→ Directions
Arrange the listing, from its first line through the line that contains "M657 237L673 196L667", as a Markdown table with a Row column for the line number and a Line column for the text. Leave out any blank lines.

Stored data entries:
***
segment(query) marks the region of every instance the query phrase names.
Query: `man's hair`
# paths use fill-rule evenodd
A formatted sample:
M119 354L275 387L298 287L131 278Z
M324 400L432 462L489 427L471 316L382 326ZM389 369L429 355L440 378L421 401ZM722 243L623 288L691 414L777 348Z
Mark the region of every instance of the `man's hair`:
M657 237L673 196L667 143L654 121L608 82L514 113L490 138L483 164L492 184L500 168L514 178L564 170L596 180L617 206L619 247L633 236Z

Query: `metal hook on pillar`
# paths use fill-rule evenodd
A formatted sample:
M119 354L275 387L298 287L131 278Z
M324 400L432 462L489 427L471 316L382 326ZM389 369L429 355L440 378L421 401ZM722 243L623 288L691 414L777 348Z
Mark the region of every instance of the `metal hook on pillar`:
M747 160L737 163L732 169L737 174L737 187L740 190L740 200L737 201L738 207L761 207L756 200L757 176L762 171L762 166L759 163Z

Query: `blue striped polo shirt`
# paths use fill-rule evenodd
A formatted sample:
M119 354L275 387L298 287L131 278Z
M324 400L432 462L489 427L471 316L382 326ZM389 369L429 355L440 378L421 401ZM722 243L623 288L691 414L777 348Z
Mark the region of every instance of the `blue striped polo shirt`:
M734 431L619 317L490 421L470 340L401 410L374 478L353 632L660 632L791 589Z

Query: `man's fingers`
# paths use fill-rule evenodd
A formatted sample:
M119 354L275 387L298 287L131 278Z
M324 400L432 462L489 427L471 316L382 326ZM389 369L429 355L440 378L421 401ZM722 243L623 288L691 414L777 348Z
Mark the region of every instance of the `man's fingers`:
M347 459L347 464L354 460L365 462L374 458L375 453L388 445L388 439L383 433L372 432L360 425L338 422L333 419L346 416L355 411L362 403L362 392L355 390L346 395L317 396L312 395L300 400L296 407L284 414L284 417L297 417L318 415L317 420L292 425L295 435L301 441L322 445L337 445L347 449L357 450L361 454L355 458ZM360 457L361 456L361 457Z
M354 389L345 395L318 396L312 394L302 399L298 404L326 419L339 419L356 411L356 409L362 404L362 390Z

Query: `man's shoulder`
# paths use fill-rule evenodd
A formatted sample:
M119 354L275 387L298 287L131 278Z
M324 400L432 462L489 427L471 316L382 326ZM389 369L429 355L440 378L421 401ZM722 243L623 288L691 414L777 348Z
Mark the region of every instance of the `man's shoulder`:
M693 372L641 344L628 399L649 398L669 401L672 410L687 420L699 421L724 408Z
***
→ Written reply
| Row | Line |
|---|---|
| 1 | segment(query) marks the region of every instance the query phrase names. |
| 2 | Query: `man's hair` |
| 3 | # paths use fill-rule evenodd |
| 4 | A formatted sample: |
| 5 | M119 354L275 387L298 287L131 278Z |
| 6 | M324 400L432 462L489 427L471 316L382 326ZM389 369L429 355L440 378L421 401ZM722 243L623 288L691 414L777 348Z |
| 7 | Mark the region of every instance of the `man's hair`: |
| 8 | M657 237L673 196L667 143L654 121L608 82L514 113L490 138L483 164L492 184L500 168L514 178L564 170L596 180L617 206L619 247L633 236Z |